_Source material_:
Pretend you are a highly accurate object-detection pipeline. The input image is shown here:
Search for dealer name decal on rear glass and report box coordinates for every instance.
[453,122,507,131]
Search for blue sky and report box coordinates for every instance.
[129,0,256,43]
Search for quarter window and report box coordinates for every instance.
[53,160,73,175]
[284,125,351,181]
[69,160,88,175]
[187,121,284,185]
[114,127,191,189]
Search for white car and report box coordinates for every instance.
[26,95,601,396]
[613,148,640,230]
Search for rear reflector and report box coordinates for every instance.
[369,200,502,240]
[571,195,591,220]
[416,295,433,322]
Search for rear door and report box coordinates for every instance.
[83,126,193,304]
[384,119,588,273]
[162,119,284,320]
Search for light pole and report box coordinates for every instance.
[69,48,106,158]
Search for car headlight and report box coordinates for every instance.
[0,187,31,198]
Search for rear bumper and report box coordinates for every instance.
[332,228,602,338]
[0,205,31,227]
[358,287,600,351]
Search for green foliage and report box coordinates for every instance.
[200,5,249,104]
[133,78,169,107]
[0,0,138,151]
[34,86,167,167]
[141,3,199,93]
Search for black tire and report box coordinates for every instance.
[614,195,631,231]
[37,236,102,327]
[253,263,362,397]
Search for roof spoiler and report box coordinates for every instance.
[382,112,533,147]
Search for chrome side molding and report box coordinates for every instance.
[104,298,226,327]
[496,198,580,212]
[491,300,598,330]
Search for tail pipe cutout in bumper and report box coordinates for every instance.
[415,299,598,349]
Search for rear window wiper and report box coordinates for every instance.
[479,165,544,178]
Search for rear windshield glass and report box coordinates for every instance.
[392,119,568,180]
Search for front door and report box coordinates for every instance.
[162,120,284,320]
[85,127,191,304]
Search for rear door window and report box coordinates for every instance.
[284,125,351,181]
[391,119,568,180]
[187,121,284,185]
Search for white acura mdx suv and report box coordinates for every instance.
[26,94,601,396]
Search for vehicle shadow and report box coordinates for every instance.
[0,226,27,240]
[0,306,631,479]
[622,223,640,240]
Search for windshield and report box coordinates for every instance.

_The task_: Rewrite the material above, replacing every "report box coordinates" with "give the bounding boxes" and leaving everything else unchanged.

_Result for this exercise_:
Pretend you are a highly accurate object-detection pipeline. The input image is shown here:
Search for dealer name decal on rear glass and give the bounding boxes for every instance.
[453,122,507,131]
Search for blue sky and give the bounding boxes for every instance.
[129,0,256,43]
Search for quarter window and give the bounding boxes for every instance.
[53,160,73,175]
[284,125,351,181]
[69,160,88,175]
[187,121,284,185]
[114,127,191,189]
Search for white car and give the bounding boxes for every instance.
[26,95,601,396]
[613,148,640,230]
Search for rear reflector and give the bounding boxes for every instance.
[369,200,502,240]
[571,195,591,220]
[416,295,433,322]
Search for rear door and give the bounding boxes for every instance.
[83,126,193,304]
[384,119,588,273]
[162,119,284,320]
Search for light pole and give the bounding boxes for every instance.
[69,48,106,158]
Search for car headlight and give the bounding boxes for every instance.
[0,187,31,198]
Search for rear bumper and give the bounding boxes for every instance.
[332,228,602,338]
[0,205,31,227]
[358,287,600,351]
Search for green foliage and give the bounding boxes for every instance.
[200,5,249,104]
[133,78,169,107]
[0,0,138,151]
[34,86,167,167]
[141,3,199,93]
Search for black tire and give the bounding boxes for every instance.
[614,195,631,231]
[37,236,102,327]
[253,263,362,397]
Search for roof spoiler and give the bounding boxes for every instance.
[382,112,533,147]
Search for chrome side molding and give the bounding boxes for every instance.
[104,298,226,327]
[496,198,580,212]
[491,300,598,330]
Search for tail pipe cutout in bumper and give the bounding boxes for every instance.
[415,299,598,349]
Search for rear window wiper and give the bounding boxes for every instance.
[479,165,544,178]
Search for rear windshield glass and give the bounding boxes for every instance.
[392,119,568,180]
Search for front door and give the bounding boxes for every instance.
[162,120,284,320]
[85,127,191,304]
Search for rear door window and give the bounding boxes for every instance.
[284,125,351,181]
[391,119,568,180]
[187,121,284,185]
Search for white acura mdx suv and give the bounding boxes for every instance.
[26,94,601,396]
Search for vehicle shadow and give the bounding boxes for every instance.
[0,226,27,240]
[0,306,631,479]
[622,223,640,240]
Search for windshield and give the bounding boxes for every instance.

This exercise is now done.